__TASK TO COMPLETE__
Nothing but the lines from the one that contains "Target: grey patterned shorts" to the end of the records should be printed, both ends included, exactly as given.
..........
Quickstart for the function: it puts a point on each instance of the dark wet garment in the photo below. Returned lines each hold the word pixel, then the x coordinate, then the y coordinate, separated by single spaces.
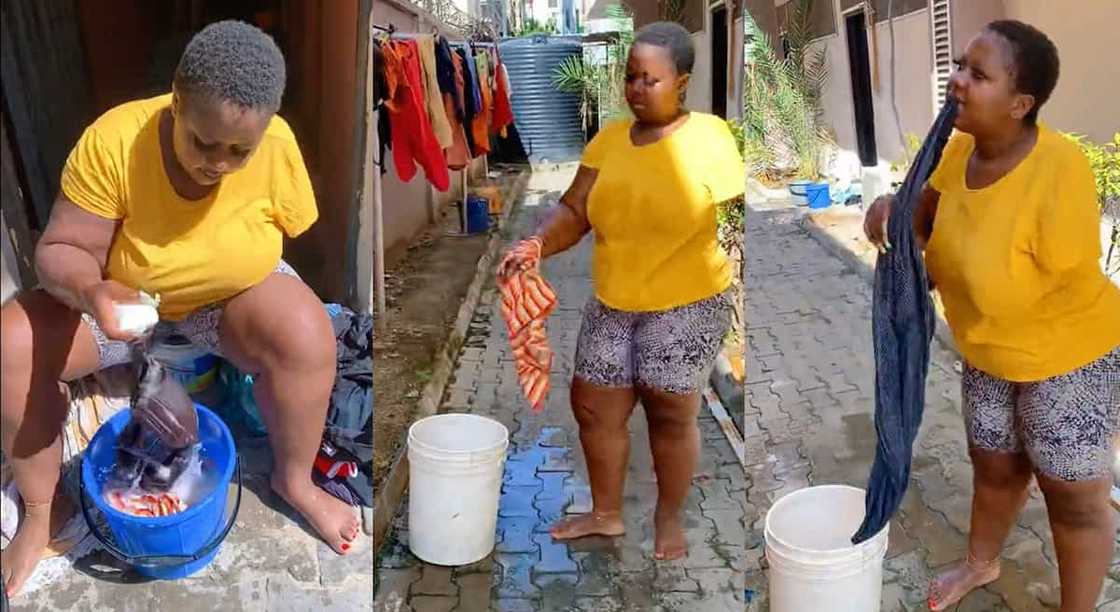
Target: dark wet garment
pixel 157 444
pixel 902 325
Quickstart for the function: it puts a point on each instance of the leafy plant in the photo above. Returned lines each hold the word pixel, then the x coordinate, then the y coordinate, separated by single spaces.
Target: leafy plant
pixel 532 27
pixel 599 84
pixel 912 145
pixel 1104 160
pixel 783 116
pixel 672 10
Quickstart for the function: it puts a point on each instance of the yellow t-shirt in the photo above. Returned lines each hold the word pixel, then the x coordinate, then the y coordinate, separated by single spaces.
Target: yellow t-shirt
pixel 192 253
pixel 653 213
pixel 1017 263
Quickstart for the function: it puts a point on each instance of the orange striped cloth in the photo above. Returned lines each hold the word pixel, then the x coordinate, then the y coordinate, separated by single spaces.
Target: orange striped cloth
pixel 526 300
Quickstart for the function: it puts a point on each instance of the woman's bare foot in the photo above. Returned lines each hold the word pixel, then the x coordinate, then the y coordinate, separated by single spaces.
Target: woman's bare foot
pixel 591 524
pixel 669 540
pixel 953 584
pixel 18 561
pixel 332 518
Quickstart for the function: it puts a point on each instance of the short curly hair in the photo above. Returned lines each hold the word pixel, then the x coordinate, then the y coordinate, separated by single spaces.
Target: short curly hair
pixel 233 62
pixel 1034 58
pixel 671 36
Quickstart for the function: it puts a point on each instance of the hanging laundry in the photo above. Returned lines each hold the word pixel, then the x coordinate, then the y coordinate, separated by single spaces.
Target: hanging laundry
pixel 903 324
pixel 526 302
pixel 450 84
pixel 464 65
pixel 412 138
pixel 434 99
pixel 482 121
pixel 446 72
pixel 503 110
pixel 380 95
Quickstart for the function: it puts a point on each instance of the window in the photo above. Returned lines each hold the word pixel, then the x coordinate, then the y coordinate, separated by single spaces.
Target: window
pixel 942 51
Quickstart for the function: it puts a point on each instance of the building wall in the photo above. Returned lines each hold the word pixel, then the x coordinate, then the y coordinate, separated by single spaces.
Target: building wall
pixel 1083 101
pixel 913 82
pixel 1088 91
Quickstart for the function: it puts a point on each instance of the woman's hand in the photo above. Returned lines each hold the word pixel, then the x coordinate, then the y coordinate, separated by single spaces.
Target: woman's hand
pixel 875 222
pixel 523 255
pixel 99 299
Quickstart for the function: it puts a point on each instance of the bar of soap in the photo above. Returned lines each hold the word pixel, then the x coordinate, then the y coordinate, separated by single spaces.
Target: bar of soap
pixel 136 318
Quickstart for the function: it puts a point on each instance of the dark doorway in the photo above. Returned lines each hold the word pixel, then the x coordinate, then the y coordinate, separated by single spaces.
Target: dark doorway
pixel 859 63
pixel 719 62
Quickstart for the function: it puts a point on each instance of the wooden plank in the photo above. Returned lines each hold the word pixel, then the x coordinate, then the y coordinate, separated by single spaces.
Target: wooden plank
pixel 362 161
pixel 730 430
pixel 16 211
pixel 46 92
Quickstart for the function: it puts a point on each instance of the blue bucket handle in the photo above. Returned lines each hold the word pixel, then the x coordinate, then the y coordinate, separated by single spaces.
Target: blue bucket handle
pixel 160 561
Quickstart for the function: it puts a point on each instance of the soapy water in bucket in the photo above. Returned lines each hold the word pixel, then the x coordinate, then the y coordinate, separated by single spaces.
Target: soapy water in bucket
pixel 195 483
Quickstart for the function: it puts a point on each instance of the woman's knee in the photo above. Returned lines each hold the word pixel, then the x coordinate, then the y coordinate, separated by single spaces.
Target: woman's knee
pixel 16 350
pixel 279 326
pixel 599 408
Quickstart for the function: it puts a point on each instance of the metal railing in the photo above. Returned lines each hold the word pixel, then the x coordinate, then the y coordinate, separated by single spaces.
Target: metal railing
pixel 456 19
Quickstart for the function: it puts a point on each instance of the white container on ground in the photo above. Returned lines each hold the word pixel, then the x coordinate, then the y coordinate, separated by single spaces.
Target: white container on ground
pixel 813 564
pixel 455 470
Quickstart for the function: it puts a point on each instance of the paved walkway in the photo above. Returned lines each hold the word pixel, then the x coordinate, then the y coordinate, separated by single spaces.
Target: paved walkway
pixel 269 563
pixel 546 476
pixel 809 420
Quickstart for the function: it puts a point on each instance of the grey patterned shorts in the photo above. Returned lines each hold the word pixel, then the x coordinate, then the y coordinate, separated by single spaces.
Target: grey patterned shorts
pixel 671 351
pixel 1065 424
pixel 201 327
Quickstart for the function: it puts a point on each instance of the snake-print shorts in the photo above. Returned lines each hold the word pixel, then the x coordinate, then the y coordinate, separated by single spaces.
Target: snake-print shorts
pixel 201 327
pixel 671 351
pixel 1065 424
..........
__ANSWER TO THIS TASK__
Target: grey patterned shorts
pixel 671 351
pixel 1065 424
pixel 201 327
Quickstart for the function: it puts a point on each instance of the snake-print shorts in the photo above. Returned lines each hold the word pixel, then the x coordinate, then the y coordinate, separated by single spaces.
Target: snake-print shorts
pixel 201 327
pixel 671 351
pixel 1065 424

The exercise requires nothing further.